— start Records provided —

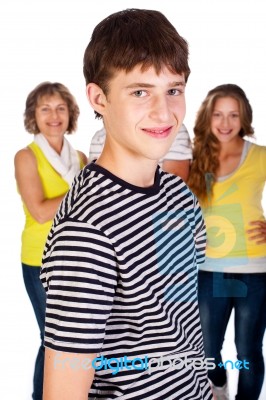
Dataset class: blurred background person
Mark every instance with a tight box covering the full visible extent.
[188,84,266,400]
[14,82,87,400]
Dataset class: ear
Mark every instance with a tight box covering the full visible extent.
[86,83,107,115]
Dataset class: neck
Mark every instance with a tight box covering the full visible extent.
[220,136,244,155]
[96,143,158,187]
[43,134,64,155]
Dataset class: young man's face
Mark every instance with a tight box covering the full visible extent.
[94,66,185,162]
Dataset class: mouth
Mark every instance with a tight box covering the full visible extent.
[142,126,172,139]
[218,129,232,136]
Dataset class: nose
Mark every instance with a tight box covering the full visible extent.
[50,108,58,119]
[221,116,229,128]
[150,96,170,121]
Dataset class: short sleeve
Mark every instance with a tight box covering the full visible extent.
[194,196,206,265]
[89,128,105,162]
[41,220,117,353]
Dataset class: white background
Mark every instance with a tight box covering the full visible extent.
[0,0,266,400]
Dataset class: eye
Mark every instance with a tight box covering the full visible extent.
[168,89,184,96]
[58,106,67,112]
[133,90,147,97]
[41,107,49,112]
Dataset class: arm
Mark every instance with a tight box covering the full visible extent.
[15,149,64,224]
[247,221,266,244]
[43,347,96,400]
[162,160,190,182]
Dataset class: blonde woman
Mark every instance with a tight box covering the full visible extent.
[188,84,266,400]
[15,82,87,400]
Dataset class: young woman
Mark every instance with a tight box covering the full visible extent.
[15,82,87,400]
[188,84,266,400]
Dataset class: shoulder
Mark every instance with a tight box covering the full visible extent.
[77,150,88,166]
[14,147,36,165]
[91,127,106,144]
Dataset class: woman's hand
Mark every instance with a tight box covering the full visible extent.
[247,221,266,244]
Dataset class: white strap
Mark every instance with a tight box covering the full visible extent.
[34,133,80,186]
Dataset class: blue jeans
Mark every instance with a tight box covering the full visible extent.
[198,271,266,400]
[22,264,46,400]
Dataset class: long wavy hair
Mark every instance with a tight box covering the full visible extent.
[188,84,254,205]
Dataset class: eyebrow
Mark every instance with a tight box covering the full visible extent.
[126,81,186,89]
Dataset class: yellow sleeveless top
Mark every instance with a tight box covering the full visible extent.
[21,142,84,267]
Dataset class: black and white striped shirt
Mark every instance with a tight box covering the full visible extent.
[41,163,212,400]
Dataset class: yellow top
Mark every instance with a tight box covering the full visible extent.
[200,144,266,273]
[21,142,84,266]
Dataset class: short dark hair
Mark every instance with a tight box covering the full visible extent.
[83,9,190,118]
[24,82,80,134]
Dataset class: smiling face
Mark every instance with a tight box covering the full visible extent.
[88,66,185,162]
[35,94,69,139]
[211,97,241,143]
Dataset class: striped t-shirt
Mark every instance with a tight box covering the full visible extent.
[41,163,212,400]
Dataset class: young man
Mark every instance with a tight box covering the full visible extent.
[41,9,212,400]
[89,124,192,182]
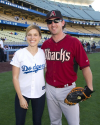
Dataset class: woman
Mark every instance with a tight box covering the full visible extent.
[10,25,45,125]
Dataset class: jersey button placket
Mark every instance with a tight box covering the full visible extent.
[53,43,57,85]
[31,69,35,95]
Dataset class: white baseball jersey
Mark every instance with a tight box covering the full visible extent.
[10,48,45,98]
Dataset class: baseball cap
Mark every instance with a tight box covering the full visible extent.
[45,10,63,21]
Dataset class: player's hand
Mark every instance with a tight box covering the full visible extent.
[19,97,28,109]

— end Records provided —

Work instructions
Copy every one of the rows above word for word, and leave the pictures out.

Exercise response
Dataset class: blurred background person
Mark every instance with a tight box covering the full visible extent.
[188,84,266,400]
[14,82,87,400]
Dataset class: ear
Mark every instance with a tight box covering the full visible extent.
[86,83,107,115]
Dataset class: neck
Mark every instance with a tight box covering the full visible extent.
[220,136,244,155]
[96,143,158,187]
[43,134,64,155]
Dataset class: young man's face
Mark every instance with a tight box covering the full visible extent.
[94,66,185,162]
Dataset class: mouth
Mark every instance with a tight box covering the full visible extent.
[142,126,172,139]
[218,129,232,136]
Dataset class: nose
Mark every instance with a tight box covering the full visible extent.
[50,108,58,119]
[221,116,229,128]
[150,96,170,121]
Dataset class: short sleeve
Mark every instance with a tight box covering the full visible extent.
[194,196,206,265]
[89,128,105,162]
[41,220,117,353]
Dataset class: white background
Mark every instance with a tight box covering the full visible extent.
[0,0,266,400]
Dataset class: eye
Mark every instance with a tight box covering the full visible extent.
[168,89,184,96]
[58,106,67,112]
[133,90,147,97]
[41,107,49,112]
Dataset class: arm
Mark every instance with a tight box covering the full visible extent.
[15,149,64,224]
[247,221,266,244]
[43,347,96,400]
[162,160,190,182]
Dataset class: blonde woman
Mark every instance with a tight box covering the full visible extent.
[188,84,266,400]
[15,82,87,400]
Dataset class: young woman
Mark every instance with a tight box covering the full visible extent.
[15,82,87,400]
[188,84,266,400]
Dataset class: shoulder
Mark every instance with a tight box covering the full visible extent.
[77,150,88,166]
[14,147,36,165]
[91,127,106,144]
Dataset class: woman's hand
Mark every instance with a tight box covering the full visible extent.
[247,221,266,244]
Dataset class: white strap
Mark every instance with a tight box covering the full visible extent.
[34,133,80,186]
Dataset class: blue jeans
Mark every instance with a tight box covering the full visible extent.
[198,271,266,400]
[22,264,46,400]
Dataset class: long wavy hair
Mark every instance with a tight box covering the full visible extent.
[188,84,254,205]
Dataset class: eyebrow
Mark every instance with a tight box covering the full visible extent.
[126,81,186,89]
Dataset class: yellow sleeveless top
Mark every instance with a tight box covering the full visible extent.
[21,142,84,267]
Dataset class: black and white striped shirt
Mark every instance with a tight box covering the full visible extent.
[41,163,212,400]
Dataset class: yellow top
Mark every instance with a tight box covering the full visible extent.
[200,144,266,273]
[21,142,84,266]
Dataset class: short dark hair
Mark every instance with a tight box covering the full visible extent.
[83,9,190,118]
[24,82,80,134]
Dataset class: smiling face
Mark every instance with a tight box covering the full visible extent.
[88,66,185,162]
[35,94,69,139]
[211,97,241,143]
Dataset class: striped t-shirt
Mark every instance with a tight box covering the full visible extent.
[41,163,212,400]
Dataset class: young man
Mark every instance with a tight box covering the full visible extent.
[41,9,212,400]
[89,124,192,182]
Dataset class: woman
Mark every instance with a tight box covering the full visible extent.
[10,25,45,125]
Dataset class: jersey button placket
Mark every instance with a tight box covering the full visible extent.
[53,43,57,85]
[31,69,35,95]
Dataset class: white baseball jersey
Mark every instance with a tight box covering the full visible extent.
[10,48,45,98]
Dataset class: baseball cap
Mark every instance with a tight box covering the full visible extent.
[45,10,63,21]
Dataset class: player's hand
Mark every instance with a tight box covering the full visible extent.
[19,97,28,109]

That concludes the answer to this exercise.